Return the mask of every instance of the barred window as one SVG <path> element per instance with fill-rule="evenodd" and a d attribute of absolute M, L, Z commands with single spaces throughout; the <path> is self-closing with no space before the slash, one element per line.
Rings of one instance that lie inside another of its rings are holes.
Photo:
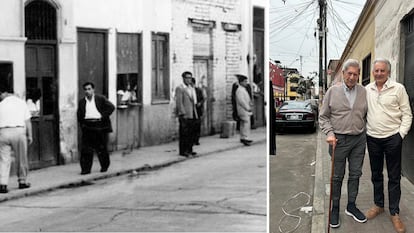
<path fill-rule="evenodd" d="M 25 33 L 29 40 L 56 40 L 56 10 L 46 1 L 25 7 Z"/>
<path fill-rule="evenodd" d="M 152 34 L 152 103 L 170 99 L 169 38 L 166 33 Z"/>

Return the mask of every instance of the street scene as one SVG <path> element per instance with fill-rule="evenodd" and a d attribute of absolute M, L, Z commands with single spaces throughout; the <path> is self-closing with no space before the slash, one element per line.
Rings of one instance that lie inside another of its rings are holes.
<path fill-rule="evenodd" d="M 269 161 L 271 233 L 311 232 L 316 140 L 317 133 L 303 130 L 276 136 L 277 155 Z"/>
<path fill-rule="evenodd" d="M 266 195 L 262 141 L 0 203 L 1 230 L 266 232 Z"/>
<path fill-rule="evenodd" d="M 0 231 L 266 231 L 267 0 L 0 12 Z"/>
<path fill-rule="evenodd" d="M 414 232 L 414 3 L 394 3 L 270 1 L 271 232 Z"/>
<path fill-rule="evenodd" d="M 104 174 L 76 175 L 78 164 L 32 171 L 33 188 L 0 196 L 1 230 L 266 232 L 265 129 L 252 139 L 203 137 L 191 159 L 176 143 L 113 154 Z"/>

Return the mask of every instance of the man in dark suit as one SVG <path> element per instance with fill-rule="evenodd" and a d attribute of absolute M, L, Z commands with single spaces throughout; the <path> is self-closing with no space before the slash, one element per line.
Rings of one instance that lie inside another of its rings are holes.
<path fill-rule="evenodd" d="M 93 83 L 83 84 L 83 90 L 85 98 L 79 101 L 77 113 L 82 130 L 81 175 L 91 173 L 94 151 L 98 154 L 101 172 L 106 172 L 110 164 L 108 133 L 112 132 L 109 116 L 115 106 L 105 96 L 95 94 Z"/>
<path fill-rule="evenodd" d="M 196 155 L 193 152 L 194 128 L 198 119 L 196 104 L 197 95 L 191 85 L 193 74 L 185 71 L 181 74 L 183 84 L 175 89 L 177 116 L 179 119 L 179 154 L 185 157 Z"/>
<path fill-rule="evenodd" d="M 236 74 L 235 76 L 237 77 L 237 79 L 239 78 L 238 74 Z M 236 104 L 236 91 L 239 85 L 240 85 L 239 81 L 236 81 L 233 83 L 231 87 L 231 105 L 233 107 L 233 120 L 236 121 L 237 130 L 240 129 L 240 118 L 239 118 L 239 114 L 237 113 L 237 104 Z M 253 100 L 252 87 L 250 86 L 250 84 L 247 84 L 246 89 L 247 89 L 247 92 L 249 93 L 250 98 Z M 254 128 L 254 116 L 253 115 L 250 116 L 250 123 L 251 123 L 251 127 Z"/>

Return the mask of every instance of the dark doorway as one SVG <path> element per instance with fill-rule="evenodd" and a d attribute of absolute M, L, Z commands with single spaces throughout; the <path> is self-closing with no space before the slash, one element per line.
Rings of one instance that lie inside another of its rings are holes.
<path fill-rule="evenodd" d="M 78 100 L 84 98 L 83 84 L 95 84 L 95 93 L 108 97 L 107 32 L 78 28 Z M 78 128 L 78 150 L 81 151 L 81 130 Z"/>
<path fill-rule="evenodd" d="M 25 7 L 26 99 L 33 103 L 30 168 L 58 163 L 56 27 L 56 9 L 46 1 L 32 1 Z"/>

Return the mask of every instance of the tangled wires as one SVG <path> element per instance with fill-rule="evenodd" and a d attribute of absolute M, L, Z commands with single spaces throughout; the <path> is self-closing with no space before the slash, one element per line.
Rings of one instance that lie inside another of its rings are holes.
<path fill-rule="evenodd" d="M 303 204 L 303 205 L 301 205 L 301 206 L 299 206 L 299 207 L 297 207 L 297 208 L 291 209 L 290 211 L 286 211 L 285 207 L 287 206 L 287 204 L 291 200 L 296 199 L 296 198 L 298 198 L 301 195 L 307 197 L 306 203 Z M 281 233 L 291 233 L 291 232 L 296 231 L 299 228 L 300 223 L 302 221 L 302 217 L 300 217 L 299 215 L 294 215 L 293 213 L 296 212 L 296 211 L 298 211 L 298 210 L 301 210 L 303 207 L 309 205 L 310 199 L 311 199 L 311 196 L 309 194 L 307 194 L 305 192 L 299 192 L 299 193 L 297 193 L 296 195 L 292 196 L 291 198 L 289 198 L 288 200 L 286 200 L 283 203 L 283 205 L 282 205 L 282 211 L 283 211 L 284 215 L 283 215 L 283 217 L 279 221 L 279 232 L 281 232 Z M 282 225 L 282 222 L 286 219 L 286 217 L 291 217 L 291 218 L 297 219 L 297 223 L 296 223 L 296 226 L 294 228 L 292 228 L 290 230 L 283 231 L 281 225 Z"/>

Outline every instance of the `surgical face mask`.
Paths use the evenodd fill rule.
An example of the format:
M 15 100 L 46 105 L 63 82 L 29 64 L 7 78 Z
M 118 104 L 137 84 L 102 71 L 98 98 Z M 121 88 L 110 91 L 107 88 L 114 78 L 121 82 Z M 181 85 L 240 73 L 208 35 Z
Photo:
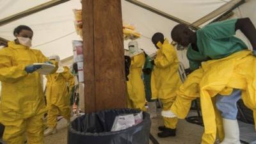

++++++++

Exercise goal
Rewrite all the records above as a JSON list of strings, with one string per line and no blank lines, and omit the pictures.

Complete answer
[
  "Return the mask of every instance of the barred window as one SVG <path> element per instance with fill-rule=\"evenodd\" and a d attribute of absolute M, L, Z commands with single spaces throughout; the <path> is self-closing with no space before the slash, one element per line.",
  "Rings of one instance that lie inside another of its rings are holes.",
  "Photo:",
  "<path fill-rule=\"evenodd\" d=\"M 25 33 L 29 40 L 56 40 L 56 10 L 46 1 L 25 7 Z\"/>",
  "<path fill-rule=\"evenodd\" d=\"M 152 34 L 152 103 L 170 99 L 169 38 L 166 33 Z\"/>",
  "Return the mask of every instance of the street scene as one SVG <path> element per instance with fill-rule=\"evenodd\" and a d attribute of absolute M, L, Z commands with single spaces throughout; the <path> is self-closing with no space before the slash, one element per line.",
  "Rings of one instance that lie inside another of its rings are holes.",
  "<path fill-rule=\"evenodd\" d=\"M 269 161 L 271 233 L 311 232 L 316 140 L 317 133 L 303 130 L 276 136 L 277 155 Z\"/>",
  "<path fill-rule=\"evenodd\" d=\"M 266 195 L 262 141 L 0 203 L 1 230 L 266 232 Z\"/>",
  "<path fill-rule=\"evenodd\" d=\"M 0 231 L 266 231 L 267 0 L 0 12 Z\"/>",
  "<path fill-rule=\"evenodd\" d=\"M 414 232 L 414 3 L 394 3 L 270 1 L 271 232 Z\"/>",
  "<path fill-rule=\"evenodd\" d=\"M 104 174 L 76 175 L 78 164 L 32 171 L 33 188 L 0 196 L 1 230 L 266 232 L 265 129 L 252 139 L 203 137 L 191 159 L 176 143 L 113 154 Z\"/>",
  "Return the mask of every instance of the man in dark suit as one SVG <path> element per instance with fill-rule=\"evenodd\" and a d attribute of absolute M, L, Z commands with single spaces throughout; the <path> is self-closing with no space before the slash, one element per line.",
  "Rings of one instance that lie inside another of its rings are holes.",
  "<path fill-rule=\"evenodd\" d=\"M 93 83 L 83 84 L 83 90 L 85 98 L 79 101 L 77 113 L 82 130 L 81 175 L 91 173 L 94 151 L 98 154 L 101 172 L 106 172 L 110 164 L 108 133 L 112 132 L 109 116 L 115 106 L 105 96 L 95 94 Z\"/>",
  "<path fill-rule=\"evenodd\" d=\"M 196 155 L 193 152 L 194 128 L 198 119 L 196 104 L 197 95 L 191 85 L 193 74 L 185 71 L 181 74 L 183 84 L 175 89 L 177 116 L 179 119 L 179 154 L 185 157 Z\"/>",
  "<path fill-rule=\"evenodd\" d=\"M 236 74 L 235 76 L 237 77 L 237 79 L 239 78 L 238 74 Z M 236 104 L 236 91 L 239 85 L 240 85 L 239 81 L 236 81 L 233 83 L 231 87 L 231 105 L 233 107 L 233 120 L 236 121 L 237 130 L 240 129 L 240 118 L 239 118 L 239 114 L 237 113 L 237 104 Z M 253 100 L 252 87 L 250 86 L 250 84 L 247 84 L 246 89 L 247 89 L 247 92 L 249 93 L 250 98 Z M 254 128 L 254 116 L 253 115 L 250 116 L 250 123 L 251 123 L 251 127 Z\"/>",
  "Return the mask of every instance of the dark doorway as one SVG <path> element per instance with fill-rule=\"evenodd\" and a d attribute of absolute M, L, Z commands with single spaces throughout; the <path> is self-closing with no space before the slash, one element per line.",
  "Rings of one instance that lie inside another of its rings are holes.",
  "<path fill-rule=\"evenodd\" d=\"M 78 100 L 84 98 L 83 84 L 95 84 L 95 93 L 108 97 L 107 32 L 78 28 Z M 78 128 L 78 150 L 81 151 L 81 130 Z\"/>",
  "<path fill-rule=\"evenodd\" d=\"M 25 7 L 26 99 L 33 103 L 30 168 L 58 163 L 56 27 L 56 9 L 46 1 L 32 1 Z\"/>",
  "Return the mask of every instance of the tangled wires as one SVG <path> element per instance with fill-rule=\"evenodd\" and a d attribute of absolute M, L, Z commands with single spaces throughout; the <path> is self-closing with no space before the slash, one element per line.",
  "Rings of one instance that lie inside another of its rings are holes.",
  "<path fill-rule=\"evenodd\" d=\"M 303 204 L 303 205 L 301 205 L 301 206 L 299 206 L 299 207 L 297 207 L 297 208 L 291 209 L 290 211 L 286 211 L 285 207 L 287 206 L 287 204 L 291 200 L 296 199 L 296 198 L 298 198 L 301 195 L 307 197 L 306 203 Z M 281 233 L 291 233 L 291 232 L 296 231 L 299 228 L 300 223 L 302 221 L 302 217 L 300 217 L 299 215 L 294 215 L 293 213 L 296 212 L 296 211 L 298 211 L 298 210 L 301 210 L 303 207 L 309 205 L 310 199 L 311 199 L 311 196 L 309 194 L 307 194 L 305 192 L 299 192 L 299 193 L 297 193 L 296 195 L 292 196 L 291 198 L 289 198 L 288 200 L 286 200 L 283 203 L 283 205 L 282 205 L 282 211 L 283 211 L 284 215 L 283 215 L 283 217 L 279 221 L 279 232 L 281 232 Z M 282 225 L 282 222 L 286 219 L 286 217 L 291 217 L 291 218 L 297 219 L 297 223 L 296 223 L 296 226 L 294 228 L 292 228 L 290 230 L 283 231 L 281 225 Z\"/>",
  "Outline every instance of the `surgical face mask`.",
  "Paths use the evenodd fill rule.",
  "An example of the format:",
  "M 15 100 L 46 105 L 63 82 L 29 64 L 7 78 Z",
  "M 118 104 L 137 84 L 102 71 L 98 98 Z M 121 88 L 110 91 L 107 88 L 114 78 L 121 82 Z M 181 85 L 240 73 L 208 35 Z",
  "Photo:"
]